[SET OF TASKS]:
A - Decide whether each statement agrees with the reply to Professor Hamlin's review. Answer yes or no for each, and quote the words of the text that settle it.
(i) The Local Government Board existed from 1871 to 1919.
(ii) Bazalgette's scheme for London was largely complete by the mid-1880s.
(iii) Historians have detailed the work of sanitary inspectors.
B - In the reply to Professor Hamlin's review, which roles does the author say historians have already detailed? List all of them.
C - According to the reply to Professor Hamlin's review, which chapter of the author's book deals with local engineers and contractors?

[EXCERPTED PASSAGE]:
---------------

I am immensely grateful to Professor Hamlin for his generous and wide-ranging review. Having written so brilliantly on the subject himself, he knows first-hand what it is to wrestle with such a richly documented and much-debated field of government. I’m glad he thinks that I largely – if by no means entirely – succeeded in offering a new way of making sense of what became a truly pervasive, multi-layered, multi-disciplinary governmental complex: ‘the stuff of ordinary English life’.

He’s quite right to suggest that more work is required. My own book, though long, might have been much longer. I can only hope it serves, as he suggests it might, to stimulate others to make up for its many omissions. There is certainly still much to discover, and most of all, as Hamlin advises, during the long reign of the Local Government Board (LGB, 1871–1919), which is really the period when ‘public health’ (in his third sense) emerged as a localized, professionalized force across all of England. Here I can only embellish Hamlin’s suggestions. Historians have detailed the work of medical officers, sanitary inspectors and health visitors; but not that of town clerks, public analysts, and borough surveyors and engineers. The latter constitute an especially notable omission: while Bazalgette’s monumental scheme for London (which was largely complete by the mid-1860s) has rightly garnered attention, we know barely anything about how local engineers and contractors fared in places like Stoke-on-Trent or Doncaster during the latter decades of the century.(1) My own chapter on the subject – chapter 5 – only scratched the surface.

---------------

[DATA LISTING]:
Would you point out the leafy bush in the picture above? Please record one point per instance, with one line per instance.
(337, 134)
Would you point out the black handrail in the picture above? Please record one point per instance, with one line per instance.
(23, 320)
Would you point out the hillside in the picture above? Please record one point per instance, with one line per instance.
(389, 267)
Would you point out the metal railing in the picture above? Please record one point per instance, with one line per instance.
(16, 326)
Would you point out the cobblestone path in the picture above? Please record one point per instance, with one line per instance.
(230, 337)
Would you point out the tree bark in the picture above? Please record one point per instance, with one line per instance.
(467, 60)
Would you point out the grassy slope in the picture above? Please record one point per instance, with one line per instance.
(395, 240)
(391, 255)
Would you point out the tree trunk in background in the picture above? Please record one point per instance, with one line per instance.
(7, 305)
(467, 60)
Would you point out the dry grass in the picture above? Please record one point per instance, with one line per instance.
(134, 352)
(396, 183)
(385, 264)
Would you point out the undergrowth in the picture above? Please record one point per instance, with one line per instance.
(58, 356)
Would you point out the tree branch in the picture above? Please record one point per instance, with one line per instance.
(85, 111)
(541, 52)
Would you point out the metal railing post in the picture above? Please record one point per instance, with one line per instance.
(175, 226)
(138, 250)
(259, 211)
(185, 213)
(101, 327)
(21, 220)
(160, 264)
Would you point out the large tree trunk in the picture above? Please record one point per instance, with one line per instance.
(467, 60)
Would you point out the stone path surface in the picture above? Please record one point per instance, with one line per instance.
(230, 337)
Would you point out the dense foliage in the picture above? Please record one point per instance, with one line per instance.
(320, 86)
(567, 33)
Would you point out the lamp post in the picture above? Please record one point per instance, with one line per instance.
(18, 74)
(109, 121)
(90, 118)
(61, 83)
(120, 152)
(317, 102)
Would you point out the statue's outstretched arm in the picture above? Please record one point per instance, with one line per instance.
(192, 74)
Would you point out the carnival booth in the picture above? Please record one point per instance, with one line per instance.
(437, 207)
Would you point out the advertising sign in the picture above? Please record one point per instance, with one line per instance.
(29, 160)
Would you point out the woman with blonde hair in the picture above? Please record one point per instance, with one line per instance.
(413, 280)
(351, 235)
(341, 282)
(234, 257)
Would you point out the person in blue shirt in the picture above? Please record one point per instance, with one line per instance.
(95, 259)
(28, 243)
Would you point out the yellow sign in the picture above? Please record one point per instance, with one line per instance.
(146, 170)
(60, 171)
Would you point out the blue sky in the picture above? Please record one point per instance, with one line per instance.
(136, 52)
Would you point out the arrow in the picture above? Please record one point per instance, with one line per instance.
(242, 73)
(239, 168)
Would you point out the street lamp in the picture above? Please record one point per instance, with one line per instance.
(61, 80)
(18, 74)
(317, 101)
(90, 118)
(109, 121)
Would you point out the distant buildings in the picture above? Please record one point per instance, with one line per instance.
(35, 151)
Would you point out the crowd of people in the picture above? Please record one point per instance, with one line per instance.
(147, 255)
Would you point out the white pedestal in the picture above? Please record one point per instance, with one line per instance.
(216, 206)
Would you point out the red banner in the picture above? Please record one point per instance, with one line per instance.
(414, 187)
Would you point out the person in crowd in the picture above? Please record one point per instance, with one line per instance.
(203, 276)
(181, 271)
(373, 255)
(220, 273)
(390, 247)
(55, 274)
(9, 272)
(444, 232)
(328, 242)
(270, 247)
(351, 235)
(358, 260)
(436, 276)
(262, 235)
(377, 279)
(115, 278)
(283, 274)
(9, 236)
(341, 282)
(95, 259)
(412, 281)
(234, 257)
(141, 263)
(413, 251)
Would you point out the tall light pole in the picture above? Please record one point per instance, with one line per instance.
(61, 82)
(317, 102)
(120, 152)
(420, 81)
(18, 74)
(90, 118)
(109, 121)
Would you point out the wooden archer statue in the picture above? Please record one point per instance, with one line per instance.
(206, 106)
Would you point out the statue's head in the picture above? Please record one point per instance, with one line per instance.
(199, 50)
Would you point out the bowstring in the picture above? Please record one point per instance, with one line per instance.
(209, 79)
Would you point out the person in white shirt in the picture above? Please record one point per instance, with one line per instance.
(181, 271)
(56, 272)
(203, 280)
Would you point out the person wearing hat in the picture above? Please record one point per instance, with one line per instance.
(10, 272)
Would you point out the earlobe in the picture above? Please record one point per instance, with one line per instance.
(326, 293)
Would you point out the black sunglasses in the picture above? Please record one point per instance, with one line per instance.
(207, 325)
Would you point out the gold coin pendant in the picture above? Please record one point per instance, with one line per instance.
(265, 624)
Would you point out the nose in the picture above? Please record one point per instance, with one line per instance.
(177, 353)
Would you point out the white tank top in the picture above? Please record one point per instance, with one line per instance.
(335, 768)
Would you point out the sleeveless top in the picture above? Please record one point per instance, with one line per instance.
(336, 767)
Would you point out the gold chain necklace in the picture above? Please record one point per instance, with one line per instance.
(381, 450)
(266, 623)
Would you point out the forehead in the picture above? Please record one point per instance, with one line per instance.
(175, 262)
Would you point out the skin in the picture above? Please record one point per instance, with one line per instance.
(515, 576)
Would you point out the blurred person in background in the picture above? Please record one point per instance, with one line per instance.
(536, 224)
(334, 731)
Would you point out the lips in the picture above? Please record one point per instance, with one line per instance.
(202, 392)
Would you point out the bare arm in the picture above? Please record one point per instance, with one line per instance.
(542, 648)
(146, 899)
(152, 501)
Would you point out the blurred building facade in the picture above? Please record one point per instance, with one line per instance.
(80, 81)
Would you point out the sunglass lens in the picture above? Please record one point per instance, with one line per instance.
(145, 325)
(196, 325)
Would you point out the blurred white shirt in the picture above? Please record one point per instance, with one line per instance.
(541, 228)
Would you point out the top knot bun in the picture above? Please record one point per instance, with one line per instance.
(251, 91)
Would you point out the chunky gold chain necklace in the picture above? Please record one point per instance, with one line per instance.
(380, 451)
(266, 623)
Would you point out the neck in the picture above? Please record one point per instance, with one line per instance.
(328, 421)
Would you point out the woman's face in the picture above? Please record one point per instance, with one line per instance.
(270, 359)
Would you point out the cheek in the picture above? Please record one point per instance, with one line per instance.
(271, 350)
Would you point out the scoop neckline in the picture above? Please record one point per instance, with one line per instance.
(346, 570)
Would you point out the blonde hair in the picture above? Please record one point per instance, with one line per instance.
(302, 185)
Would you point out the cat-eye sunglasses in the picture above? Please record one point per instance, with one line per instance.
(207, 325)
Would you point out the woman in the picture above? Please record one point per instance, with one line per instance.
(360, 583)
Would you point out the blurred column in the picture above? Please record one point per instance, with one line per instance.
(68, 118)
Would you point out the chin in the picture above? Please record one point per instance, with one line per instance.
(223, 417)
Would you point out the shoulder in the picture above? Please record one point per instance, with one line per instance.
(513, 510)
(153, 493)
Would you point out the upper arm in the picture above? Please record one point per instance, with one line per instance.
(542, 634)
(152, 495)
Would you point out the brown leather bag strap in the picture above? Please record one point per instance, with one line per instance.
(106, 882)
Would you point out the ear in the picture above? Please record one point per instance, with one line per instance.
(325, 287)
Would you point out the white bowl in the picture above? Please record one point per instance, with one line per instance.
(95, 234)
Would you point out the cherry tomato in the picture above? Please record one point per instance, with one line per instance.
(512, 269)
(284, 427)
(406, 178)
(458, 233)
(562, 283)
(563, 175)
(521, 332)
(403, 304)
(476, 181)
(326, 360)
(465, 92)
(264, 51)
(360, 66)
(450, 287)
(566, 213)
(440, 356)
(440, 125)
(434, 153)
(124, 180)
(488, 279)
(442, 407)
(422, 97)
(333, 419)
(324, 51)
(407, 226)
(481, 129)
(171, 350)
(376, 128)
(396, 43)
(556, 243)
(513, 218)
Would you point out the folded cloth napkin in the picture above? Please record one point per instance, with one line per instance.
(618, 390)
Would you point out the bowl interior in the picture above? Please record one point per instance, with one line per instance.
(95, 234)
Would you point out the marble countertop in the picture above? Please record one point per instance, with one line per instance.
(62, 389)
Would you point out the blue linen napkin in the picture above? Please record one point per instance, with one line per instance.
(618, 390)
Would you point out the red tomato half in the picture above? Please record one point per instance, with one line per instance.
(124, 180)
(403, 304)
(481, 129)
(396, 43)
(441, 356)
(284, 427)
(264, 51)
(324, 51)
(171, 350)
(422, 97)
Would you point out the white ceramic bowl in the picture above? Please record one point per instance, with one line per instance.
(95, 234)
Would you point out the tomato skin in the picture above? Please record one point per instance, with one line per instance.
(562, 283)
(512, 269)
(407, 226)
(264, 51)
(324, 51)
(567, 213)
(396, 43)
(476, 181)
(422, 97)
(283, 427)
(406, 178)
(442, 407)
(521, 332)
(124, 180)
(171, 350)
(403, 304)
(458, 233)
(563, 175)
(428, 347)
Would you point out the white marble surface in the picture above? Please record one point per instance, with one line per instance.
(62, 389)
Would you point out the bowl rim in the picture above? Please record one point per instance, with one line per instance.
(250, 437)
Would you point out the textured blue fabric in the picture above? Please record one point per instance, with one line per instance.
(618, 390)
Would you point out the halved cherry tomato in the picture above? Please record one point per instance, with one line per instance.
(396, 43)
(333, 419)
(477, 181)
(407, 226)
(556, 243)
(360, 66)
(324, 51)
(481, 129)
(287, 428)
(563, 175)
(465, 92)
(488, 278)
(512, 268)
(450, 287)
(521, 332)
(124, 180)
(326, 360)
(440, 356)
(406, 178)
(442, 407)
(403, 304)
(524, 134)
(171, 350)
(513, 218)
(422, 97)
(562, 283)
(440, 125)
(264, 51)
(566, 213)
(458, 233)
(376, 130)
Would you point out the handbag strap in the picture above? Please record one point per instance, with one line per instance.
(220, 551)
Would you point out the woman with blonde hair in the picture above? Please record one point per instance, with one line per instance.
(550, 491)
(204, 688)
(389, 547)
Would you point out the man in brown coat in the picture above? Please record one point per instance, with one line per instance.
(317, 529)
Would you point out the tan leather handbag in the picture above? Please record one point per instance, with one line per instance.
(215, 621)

---------------

[SOLUTIONS PER TASK]:
A -
(i) Yes: "the Local Government Board (LGB, 1871–1919)"
(ii) No: "which was largely complete by the mid-1860s"
(iii) Yes: "Historians have detailed the work of medical officers, sanitary inspectors and health visitors"

B - Medical officers, sanitary inspectors, health visitors

C - Chapter 5